[start of DATASET EXCERPTS]

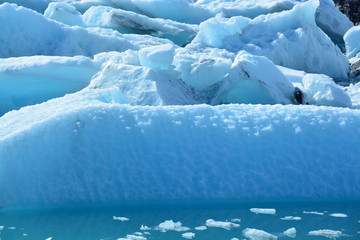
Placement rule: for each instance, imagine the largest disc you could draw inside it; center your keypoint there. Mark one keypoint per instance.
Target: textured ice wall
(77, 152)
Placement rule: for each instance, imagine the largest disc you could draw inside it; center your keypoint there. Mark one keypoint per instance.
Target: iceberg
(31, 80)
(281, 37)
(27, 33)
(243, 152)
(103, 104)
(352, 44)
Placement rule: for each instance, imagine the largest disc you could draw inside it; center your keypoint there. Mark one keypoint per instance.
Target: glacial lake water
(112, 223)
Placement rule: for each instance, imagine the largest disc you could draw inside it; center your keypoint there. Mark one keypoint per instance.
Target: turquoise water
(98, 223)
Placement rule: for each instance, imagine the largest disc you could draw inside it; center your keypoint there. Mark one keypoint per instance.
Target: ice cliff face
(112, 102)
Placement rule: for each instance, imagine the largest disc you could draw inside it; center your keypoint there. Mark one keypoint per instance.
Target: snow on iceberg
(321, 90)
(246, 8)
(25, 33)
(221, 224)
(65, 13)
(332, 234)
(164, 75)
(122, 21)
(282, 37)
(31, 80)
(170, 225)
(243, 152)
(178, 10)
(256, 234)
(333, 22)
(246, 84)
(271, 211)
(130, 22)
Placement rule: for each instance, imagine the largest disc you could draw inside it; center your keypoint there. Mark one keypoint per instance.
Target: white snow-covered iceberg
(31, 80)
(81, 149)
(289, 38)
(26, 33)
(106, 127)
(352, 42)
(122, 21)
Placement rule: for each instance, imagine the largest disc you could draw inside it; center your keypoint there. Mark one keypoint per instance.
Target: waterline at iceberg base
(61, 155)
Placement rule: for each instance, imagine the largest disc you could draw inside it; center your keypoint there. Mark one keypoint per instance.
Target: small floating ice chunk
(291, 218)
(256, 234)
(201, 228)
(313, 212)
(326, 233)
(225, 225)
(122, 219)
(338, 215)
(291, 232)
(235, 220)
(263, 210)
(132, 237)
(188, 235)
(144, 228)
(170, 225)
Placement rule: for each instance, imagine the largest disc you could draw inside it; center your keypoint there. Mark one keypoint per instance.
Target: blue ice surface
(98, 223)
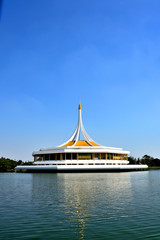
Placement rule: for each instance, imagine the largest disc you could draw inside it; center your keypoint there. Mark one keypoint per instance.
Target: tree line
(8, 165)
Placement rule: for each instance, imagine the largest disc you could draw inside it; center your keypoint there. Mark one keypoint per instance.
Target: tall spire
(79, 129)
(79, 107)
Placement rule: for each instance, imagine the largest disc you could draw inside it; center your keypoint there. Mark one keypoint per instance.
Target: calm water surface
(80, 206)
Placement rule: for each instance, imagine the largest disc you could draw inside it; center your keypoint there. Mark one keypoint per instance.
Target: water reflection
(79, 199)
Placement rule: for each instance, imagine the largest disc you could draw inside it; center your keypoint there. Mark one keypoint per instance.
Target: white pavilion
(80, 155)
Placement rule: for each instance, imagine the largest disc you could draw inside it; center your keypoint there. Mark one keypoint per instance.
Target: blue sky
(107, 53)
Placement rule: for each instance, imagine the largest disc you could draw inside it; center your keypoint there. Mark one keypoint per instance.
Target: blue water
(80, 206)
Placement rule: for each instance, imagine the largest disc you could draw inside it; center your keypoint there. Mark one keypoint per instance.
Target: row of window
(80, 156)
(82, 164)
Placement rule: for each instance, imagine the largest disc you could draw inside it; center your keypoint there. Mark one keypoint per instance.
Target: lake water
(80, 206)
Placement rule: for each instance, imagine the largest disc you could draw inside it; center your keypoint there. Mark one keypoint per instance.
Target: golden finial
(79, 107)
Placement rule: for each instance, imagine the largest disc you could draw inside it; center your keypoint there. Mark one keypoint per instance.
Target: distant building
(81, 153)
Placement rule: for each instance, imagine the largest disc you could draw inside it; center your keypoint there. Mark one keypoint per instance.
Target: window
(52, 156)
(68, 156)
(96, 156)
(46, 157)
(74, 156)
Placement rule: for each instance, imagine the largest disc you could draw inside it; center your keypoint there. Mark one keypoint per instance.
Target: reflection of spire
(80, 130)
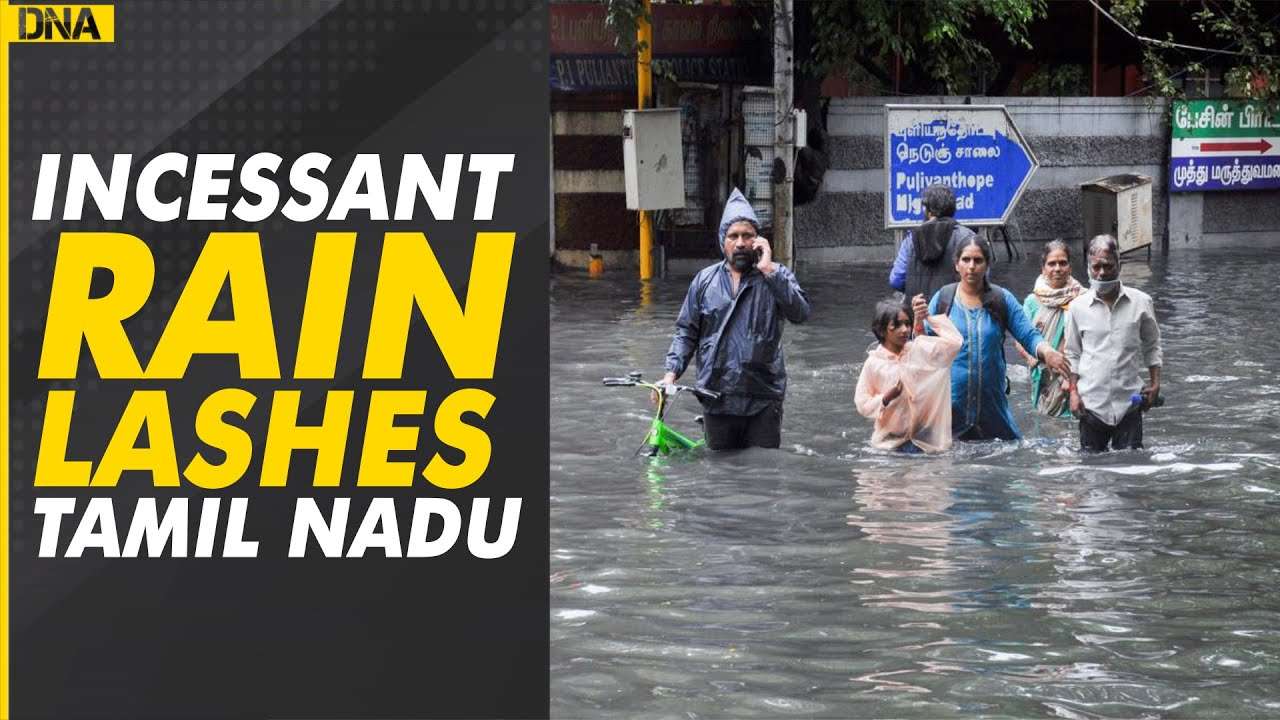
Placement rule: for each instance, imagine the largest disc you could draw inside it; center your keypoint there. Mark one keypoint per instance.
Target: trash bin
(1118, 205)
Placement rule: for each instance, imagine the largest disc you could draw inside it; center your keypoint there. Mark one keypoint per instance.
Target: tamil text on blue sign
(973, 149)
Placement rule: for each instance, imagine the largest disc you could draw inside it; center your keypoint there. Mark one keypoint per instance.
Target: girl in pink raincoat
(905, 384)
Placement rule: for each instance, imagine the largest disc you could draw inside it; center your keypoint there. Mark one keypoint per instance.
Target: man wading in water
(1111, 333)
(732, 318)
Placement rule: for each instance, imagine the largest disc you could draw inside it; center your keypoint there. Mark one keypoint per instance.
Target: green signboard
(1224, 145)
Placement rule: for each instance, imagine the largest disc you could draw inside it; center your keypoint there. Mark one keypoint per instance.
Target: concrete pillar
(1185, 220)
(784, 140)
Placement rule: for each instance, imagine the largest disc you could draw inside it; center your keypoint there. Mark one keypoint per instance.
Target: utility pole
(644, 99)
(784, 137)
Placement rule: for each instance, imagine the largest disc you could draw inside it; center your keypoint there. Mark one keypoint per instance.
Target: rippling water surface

[end of DATASET EXCERPTS]

**WRITTEN PROBLEM:**
Reproduce the material word for word, minus the images.

**ANSWER BELOW:**
Placement rule: for each instance, imagine the largest disc you could draw inside it; center your keypoint there. Mark one keypoint per instance.
Target: textured ice wall
(77, 152)
Placement rule: for each instance, imagine the largest disc you could draw inside it; center your keypoint there. Mark one keypoint per instance.
Target: iceberg
(31, 80)
(281, 37)
(27, 33)
(243, 152)
(103, 104)
(352, 44)
Placement rule: for each instance, imagine the largest disc you could draw inside it; center your keypoint there. Mark one keypoint per instance.
Target: glacial lake water
(112, 223)
Placement rule: for each instance, imagine the largest disc you could draw inside it; center your keypoint there. Mark one keypoint per instance.
Target: turquoise water
(98, 223)
Placement rule: for each instance, imagine the largest disc you could draw inside it; center your keypoint there. Mark one keypoint per instance.
Target: ice cliff face
(112, 102)
Placement rule: for each instance, imagine the largest disc you could draw inside it; center your keypoint there. Mark one keypoint per instance.
Target: snow on iceberg
(321, 90)
(246, 8)
(25, 33)
(221, 224)
(65, 13)
(332, 234)
(164, 75)
(122, 21)
(282, 37)
(31, 80)
(170, 225)
(243, 152)
(178, 10)
(256, 234)
(333, 22)
(246, 84)
(271, 211)
(130, 22)
Placement rule: for each instance, imagine the largest disc you could draw inside it; center your keypoint there. Mark one keypoint per instance.
Target: white snow-covered iceberg
(31, 80)
(81, 149)
(289, 38)
(26, 33)
(106, 127)
(352, 42)
(122, 21)
Placement rule: for each instance, imagine the largest disc you could draw inside it; center your keypoint there. Mark one keypoint per instance.
Target: waterline at iceberg base
(61, 155)
Placement rule: for each instance, imagine the largest disc you could draw inside it; center your keypoint there. Mark one keypoint per instance.
Target: small floating ice chunk
(291, 218)
(256, 234)
(201, 228)
(313, 212)
(326, 233)
(225, 225)
(122, 219)
(338, 215)
(291, 232)
(235, 220)
(263, 210)
(132, 237)
(188, 235)
(144, 228)
(170, 225)
Placement rule: for each instance, imagine the largest disc you could draw inside it; center your keypoint there. Mark one keypoint per instance.
Target: blue ice surface
(98, 223)
Placement rule: for each instance, imagine the largest disc you could draw inside it; center your keypoint there. Mark one keypoint per instance.
Target: tree line
(8, 165)
Placement rule: for each instance, imagine the largest disc you could draw inside it; center your keypoint there. Mark one keypoint per instance.
Target: tall spire
(79, 129)
(79, 107)
Placement rule: for each instance, imagine the largest disc you could draw inside it; center your keypoint there. Mark one keypoint per instance.
Target: calm water surface
(80, 206)
Placement rule: for each instance, imagine the largest disc you could draw inside it; center your keypoint there. Mark one keypoint per instance.
Target: water reflection
(79, 199)
Placement rule: for each instance, imagine the largest disc you could draw inside it; center your keypoint there. Mark one keypoint per instance.
Target: white pavilion
(80, 155)
Placement rule: for each instance, imagine the largest disc you could draw inside it; center your keypoint there. Mark one keypoint per instance.
Target: blue sky
(107, 53)
Placement rule: for each instance, imagine the largest disc you could draw inside it; center your keypoint there. Mark one keypoint per instance.
Target: blue water
(80, 206)
Placement rule: for each instance, imagine the largest disc you could draw inside it; center your keypoint there. Mark one keypoint per instance.
Target: row of window
(80, 156)
(82, 164)
Placement rule: for each instance, imagine the largest disc you could draw inside it; center your keypoint there. Mark one keypoint per instance.
Target: lake water
(80, 206)
Placement rule: for each instance, imagine the largest disc you could draw inside it; center your keypoint there. Mark one keypoint per instance.
Target: golden finial
(79, 107)
Placement rule: for each instance, imagine the largest disc you could draw inside it; center your keypoint there. Mark one keypoint per instance.
Target: distant building
(81, 153)
Placement rule: for each instance, imagine the largest disc you could draw inside it; center your keypoint there. Mark one keypoint per instance.
Target: window
(52, 156)
(68, 156)
(96, 156)
(46, 157)
(74, 156)
Placement rule: for each instance, imagine the largest disc you could draw inside it; center your keypoint there. Mark one keypoint per instance.
Target: reflection of spire
(80, 130)
Placement rule: for each instance, imagine the largest disc you could draw inside it; center your keypoint there. Mark one keypoint per instance.
Target: trash bin
(1118, 205)
Placement rule: for each instance, imagine the largest disc you could draw inside it; center your keypoint there. Mark one keypoint per instance.
Target: tamil text on blue sign
(973, 149)
Placement rule: for each instance, imagine the largest disc you could draw inside it; center your keypoint there. Mark one keypoint per instance.
Target: girl in pink raincoat
(905, 384)
Placement rule: for each instance, imagine the largest disc you could draw inside it; center your keypoint there. Mark one keypoint per instance.
Target: man wading in water
(1111, 333)
(732, 318)
Placement rule: for each instance, imagine the largest disc you could draw inside it; center your keypoint there. Mark one keypoint per instance.
Target: green signboard
(1224, 145)
Placement rule: for each instance, imagine the largest disc you could draw inside it; center your keypoint there. Mark one keypoint per instance.
Target: concrete pillar
(1185, 220)
(784, 140)
Placement rule: for each instance, imagine the largest disc you could draw inside it; center your keypoint there. Mark one keypoint per instance.
Target: utility pole
(644, 99)
(784, 137)
Placement rule: for each instance, imagine the largest disc you could draw inside it; center your keypoint there. Mark one keypoint per instance.
Target: rippling water surface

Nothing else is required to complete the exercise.